A. Un locuteur face au sentiment de proximité de la mort

Anticipation de la mort :

Dans l’un et l’autre texte, l’auteur s’imagine mort. Pré et table sont les lieux d’une mise en scène de sa disparition future. La première évocation de la table se fait, curieusement, au futur, dans l’anticipation d’un avenir où l’auteur ne sera plus : « Je me souviendrai de toi, ma table, table qui fut ma table », écrit Ponge, ajoutant en note :

‘Et pourquoi employé-je cette forme : « je me souviendrai de toi » ? – c’est que je m’imagine mort (…) cependant ma mémoire (mon esprit) pour moi-même vivant encore et se souvenant, dans l’éternité, moi séparé du monde et me le remémorant, me remémorant avec attendrissement (…) des contingences de vie mortelle (T, II, 914). ’

Quant au pré, il comporte cette célèbre signature posthume par anticipation :

‘Messieurs les typographes,
Placez donc ici, je vous prie, le trait final.
Puis, dessous, sans le moindre interligne, couchez mon nom,
Pris dans le bas-de-casse, naturellement,
Sauf les initiales, bien sûr,
Puisque ce sont aussi celles
Du Fenouil et de la Prêle
Qui demain croîtront dessus.
Francis Ponge (NR, II, 344).’

« En finir », telle est l’expression qui, présente dans les deux textes, semble résumer le désir de l’auteur d’affronter, en l’anticipant, à la fois la fin de sa vie d’homme et celle de son œuvre :

‘Voici donc sur ce pré, l’occasion, comme il faut,
Prématurément, d’en finir (NR, II, 343).

Consignes —
1) Dans le passage sur Ponge, à quel temps se fait la première évocation de la table ?
2) Renvoyez tel quel l'extrait du passage sur Ponge qui commence par « Quant au pré, il » et se termine par « le trait final. ».
3) Donnez la suite du passage sur Ponge, à partir de l'endroit où il s'interrompt.

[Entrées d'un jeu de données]
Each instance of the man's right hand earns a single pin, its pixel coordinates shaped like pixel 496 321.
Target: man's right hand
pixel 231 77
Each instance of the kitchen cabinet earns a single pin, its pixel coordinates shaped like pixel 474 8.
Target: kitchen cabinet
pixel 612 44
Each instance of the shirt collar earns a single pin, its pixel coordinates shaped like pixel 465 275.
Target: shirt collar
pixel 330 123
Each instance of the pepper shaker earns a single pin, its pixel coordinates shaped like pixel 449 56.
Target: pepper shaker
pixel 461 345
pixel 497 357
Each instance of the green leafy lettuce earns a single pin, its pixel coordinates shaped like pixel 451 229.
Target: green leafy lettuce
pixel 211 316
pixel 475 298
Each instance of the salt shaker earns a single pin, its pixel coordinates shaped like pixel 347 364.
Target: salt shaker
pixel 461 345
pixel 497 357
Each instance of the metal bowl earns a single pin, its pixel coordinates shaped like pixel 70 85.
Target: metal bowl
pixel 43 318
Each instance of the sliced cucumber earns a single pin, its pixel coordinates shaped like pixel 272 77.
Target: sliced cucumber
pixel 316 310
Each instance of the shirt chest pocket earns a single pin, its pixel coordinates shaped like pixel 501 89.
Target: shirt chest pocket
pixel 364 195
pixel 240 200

Réponses dans l'ordre —
1) Elle se fait au futur.

2)
Quant au pré, il comporte cette célèbre signature posthume par anticipation :

‘Messieurs les typographes,
Placez donc ici, je vous prie, le trait final.

3)
La table, il ne me reste que la table à écrire pour en finir absolument ( T, II, 941). ’

Les deux textes participent donc du « tombeau ». Et l’effet d’écho se renforce entre eux du fait que la signature funèbre du « Pré » réapparaît, à l’impromptu, dans le dossier de la Table , où elle trouve sa figuration :« A l’instant même, et il s’agit sans doute de tout autre chose (d’un coq à l’âne), me vient cette idée pour une mise en page de (…) la fin du Pré » (T, 920). La critique a déjà souligné que ce surgissement, quoiqu’en dise Ponge, n’est nullement un hasard820. La Table est imprégnée de la même thématique funéraire que « Le Pré » :

‘La méditation sur la table d’écriture, dernier sujet, (…) a conduit Ponge à retrouver et à tresser (…) deux fils, celui de sa mort réelle, (…) et de sa mort comme auteur, de sa mort théorique dans le processus d’engendrement de l’œuvre821

d’où le fait que « l’idée de la signature figurative du Pré se trouve, s’invente, dans le manuscrit de la Table » avec « les quelques notes et le schéma qui contresignent ce projet de mise en pages (et de mise en terre) »822.

Notes
820.

Voir Michel Collot, op. cit., p. 112 et J. M. Gleize, Francis Ponge, op. cit., p. 256-258.

821.

J. M. Gleize, Francis Ponge, op. cit. p. 258.

822.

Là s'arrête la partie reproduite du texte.